> _Dataset records_

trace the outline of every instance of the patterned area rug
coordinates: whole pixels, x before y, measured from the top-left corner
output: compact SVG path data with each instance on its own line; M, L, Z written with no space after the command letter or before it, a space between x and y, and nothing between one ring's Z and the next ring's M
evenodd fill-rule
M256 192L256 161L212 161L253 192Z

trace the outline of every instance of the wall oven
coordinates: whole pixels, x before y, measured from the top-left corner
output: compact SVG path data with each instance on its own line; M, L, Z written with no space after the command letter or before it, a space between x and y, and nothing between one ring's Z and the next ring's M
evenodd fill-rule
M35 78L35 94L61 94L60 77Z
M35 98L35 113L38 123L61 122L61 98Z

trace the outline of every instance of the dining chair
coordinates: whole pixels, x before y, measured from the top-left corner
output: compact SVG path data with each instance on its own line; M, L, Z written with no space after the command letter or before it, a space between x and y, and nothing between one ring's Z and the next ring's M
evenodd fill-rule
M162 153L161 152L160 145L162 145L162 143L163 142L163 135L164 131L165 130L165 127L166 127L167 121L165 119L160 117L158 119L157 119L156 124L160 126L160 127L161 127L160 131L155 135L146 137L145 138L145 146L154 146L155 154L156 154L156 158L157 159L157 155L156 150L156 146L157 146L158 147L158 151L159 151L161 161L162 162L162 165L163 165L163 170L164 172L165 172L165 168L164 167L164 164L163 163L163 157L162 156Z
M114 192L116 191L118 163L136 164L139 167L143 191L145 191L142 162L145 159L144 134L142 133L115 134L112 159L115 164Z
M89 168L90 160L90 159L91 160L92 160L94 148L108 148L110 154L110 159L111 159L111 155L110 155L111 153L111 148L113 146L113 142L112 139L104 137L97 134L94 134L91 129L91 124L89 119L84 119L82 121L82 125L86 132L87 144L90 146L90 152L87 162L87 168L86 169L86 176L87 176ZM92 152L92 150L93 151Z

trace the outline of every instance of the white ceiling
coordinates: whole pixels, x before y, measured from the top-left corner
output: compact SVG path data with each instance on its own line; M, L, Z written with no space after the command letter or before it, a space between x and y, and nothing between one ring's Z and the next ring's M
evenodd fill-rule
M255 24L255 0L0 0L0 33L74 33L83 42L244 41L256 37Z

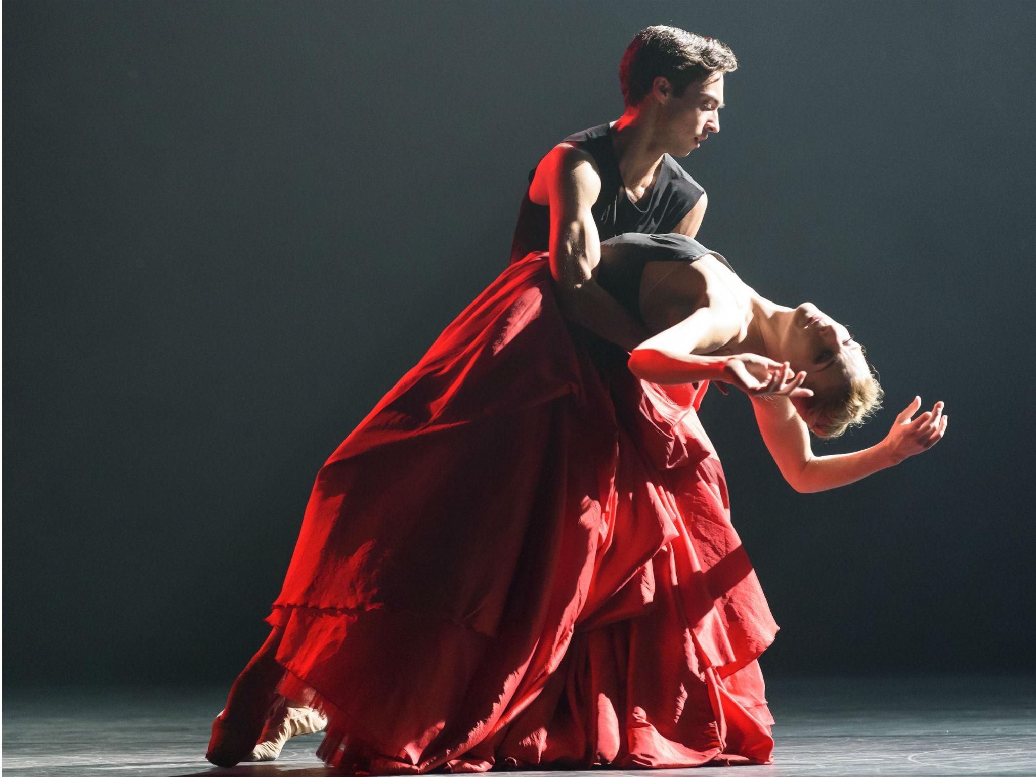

> _Exercise goal_
Put the records into a numbered list, leaving out blank lines, starting at the line that has "trace the outline of every instance of the wall" and ending after the line that has "M35 98L35 113L38 123L61 122L61 98Z".

> _Correct answer_
1. trace the outline of every instance of the wall oven
2. coordinates: whole pixels, x before y, measured from the top-left corner
3. output: compact SVG path data with each instance on its own line; M, L, Z written with no space after the command letter or before it, a space between x and y, and nothing between one ring's Z and the next ring's M
4. evenodd fill-rule
5. M35 78L35 94L61 94L60 77Z
6. M35 98L35 113L38 123L61 122L61 98Z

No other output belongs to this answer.